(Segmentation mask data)
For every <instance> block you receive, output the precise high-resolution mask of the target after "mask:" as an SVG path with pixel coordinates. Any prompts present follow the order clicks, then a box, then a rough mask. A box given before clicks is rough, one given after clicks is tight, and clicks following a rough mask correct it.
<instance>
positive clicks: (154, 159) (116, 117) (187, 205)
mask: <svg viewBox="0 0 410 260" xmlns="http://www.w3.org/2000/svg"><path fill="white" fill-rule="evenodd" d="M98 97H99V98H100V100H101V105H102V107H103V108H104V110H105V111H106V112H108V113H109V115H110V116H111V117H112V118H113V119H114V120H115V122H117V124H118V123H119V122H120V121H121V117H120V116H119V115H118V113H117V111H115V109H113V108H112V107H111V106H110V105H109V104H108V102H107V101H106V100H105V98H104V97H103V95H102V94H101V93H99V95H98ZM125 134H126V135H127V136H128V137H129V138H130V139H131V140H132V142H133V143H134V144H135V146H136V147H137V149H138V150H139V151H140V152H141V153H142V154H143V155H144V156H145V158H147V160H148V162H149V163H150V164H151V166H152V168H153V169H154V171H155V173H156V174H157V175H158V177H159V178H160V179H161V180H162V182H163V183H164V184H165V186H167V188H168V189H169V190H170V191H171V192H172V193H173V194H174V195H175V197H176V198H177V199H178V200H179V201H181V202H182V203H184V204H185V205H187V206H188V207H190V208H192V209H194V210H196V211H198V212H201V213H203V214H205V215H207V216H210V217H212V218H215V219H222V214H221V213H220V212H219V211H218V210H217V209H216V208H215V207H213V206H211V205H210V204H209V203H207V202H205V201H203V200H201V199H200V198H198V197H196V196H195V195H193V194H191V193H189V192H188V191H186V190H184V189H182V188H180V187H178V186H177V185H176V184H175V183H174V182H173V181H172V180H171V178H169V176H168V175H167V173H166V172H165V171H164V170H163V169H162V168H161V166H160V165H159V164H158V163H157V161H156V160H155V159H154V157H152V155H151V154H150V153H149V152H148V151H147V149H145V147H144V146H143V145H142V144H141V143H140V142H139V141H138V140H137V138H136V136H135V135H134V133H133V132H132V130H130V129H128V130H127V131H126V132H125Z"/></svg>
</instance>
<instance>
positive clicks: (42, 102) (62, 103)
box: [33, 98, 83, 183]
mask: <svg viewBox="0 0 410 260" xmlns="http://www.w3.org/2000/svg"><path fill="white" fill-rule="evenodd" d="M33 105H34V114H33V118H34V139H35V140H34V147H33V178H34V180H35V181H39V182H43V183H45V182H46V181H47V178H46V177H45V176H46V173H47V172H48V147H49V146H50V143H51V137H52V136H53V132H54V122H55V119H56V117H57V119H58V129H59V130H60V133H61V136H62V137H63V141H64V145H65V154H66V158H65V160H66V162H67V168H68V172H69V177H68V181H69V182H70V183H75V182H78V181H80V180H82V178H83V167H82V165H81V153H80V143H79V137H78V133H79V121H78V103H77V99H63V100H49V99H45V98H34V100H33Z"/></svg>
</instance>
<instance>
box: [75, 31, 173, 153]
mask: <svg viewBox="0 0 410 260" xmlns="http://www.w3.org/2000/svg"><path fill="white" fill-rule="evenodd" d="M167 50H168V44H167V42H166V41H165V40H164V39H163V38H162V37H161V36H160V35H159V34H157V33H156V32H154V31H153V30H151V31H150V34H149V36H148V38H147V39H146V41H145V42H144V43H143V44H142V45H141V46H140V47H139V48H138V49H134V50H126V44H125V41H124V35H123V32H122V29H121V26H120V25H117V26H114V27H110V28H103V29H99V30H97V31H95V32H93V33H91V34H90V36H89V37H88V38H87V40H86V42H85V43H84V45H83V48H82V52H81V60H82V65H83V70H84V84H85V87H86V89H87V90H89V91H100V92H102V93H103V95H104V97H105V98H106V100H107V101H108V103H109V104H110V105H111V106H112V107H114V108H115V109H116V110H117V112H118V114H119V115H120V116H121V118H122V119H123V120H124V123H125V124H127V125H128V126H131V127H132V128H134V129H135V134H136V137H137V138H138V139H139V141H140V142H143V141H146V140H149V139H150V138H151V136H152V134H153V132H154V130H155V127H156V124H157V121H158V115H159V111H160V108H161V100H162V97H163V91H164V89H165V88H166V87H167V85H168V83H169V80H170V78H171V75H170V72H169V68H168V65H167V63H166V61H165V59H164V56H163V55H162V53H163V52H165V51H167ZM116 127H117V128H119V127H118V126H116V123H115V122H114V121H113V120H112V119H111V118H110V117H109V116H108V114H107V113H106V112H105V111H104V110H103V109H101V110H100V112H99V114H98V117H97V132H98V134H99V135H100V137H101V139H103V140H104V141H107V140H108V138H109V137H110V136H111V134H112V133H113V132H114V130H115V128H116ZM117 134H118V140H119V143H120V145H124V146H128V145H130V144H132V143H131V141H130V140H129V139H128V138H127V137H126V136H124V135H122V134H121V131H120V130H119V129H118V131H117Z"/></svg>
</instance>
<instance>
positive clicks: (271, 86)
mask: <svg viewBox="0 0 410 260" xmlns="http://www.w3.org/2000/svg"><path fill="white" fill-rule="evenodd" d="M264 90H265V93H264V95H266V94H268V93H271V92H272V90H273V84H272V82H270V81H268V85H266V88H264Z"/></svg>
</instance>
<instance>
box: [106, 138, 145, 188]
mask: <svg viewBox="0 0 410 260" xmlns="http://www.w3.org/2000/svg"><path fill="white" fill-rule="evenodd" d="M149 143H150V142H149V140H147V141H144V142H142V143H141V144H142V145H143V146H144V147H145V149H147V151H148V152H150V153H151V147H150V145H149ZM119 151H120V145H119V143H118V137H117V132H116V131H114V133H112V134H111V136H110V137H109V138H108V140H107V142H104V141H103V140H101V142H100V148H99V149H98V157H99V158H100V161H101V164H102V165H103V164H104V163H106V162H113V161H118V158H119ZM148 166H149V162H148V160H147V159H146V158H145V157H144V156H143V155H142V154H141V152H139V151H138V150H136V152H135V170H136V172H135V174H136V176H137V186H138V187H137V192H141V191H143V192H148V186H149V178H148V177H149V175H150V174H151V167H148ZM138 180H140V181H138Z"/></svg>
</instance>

**Directions:**
Provide the number of lines in the data above that contain the string "positive", and nothing else.

**Answer box:**
3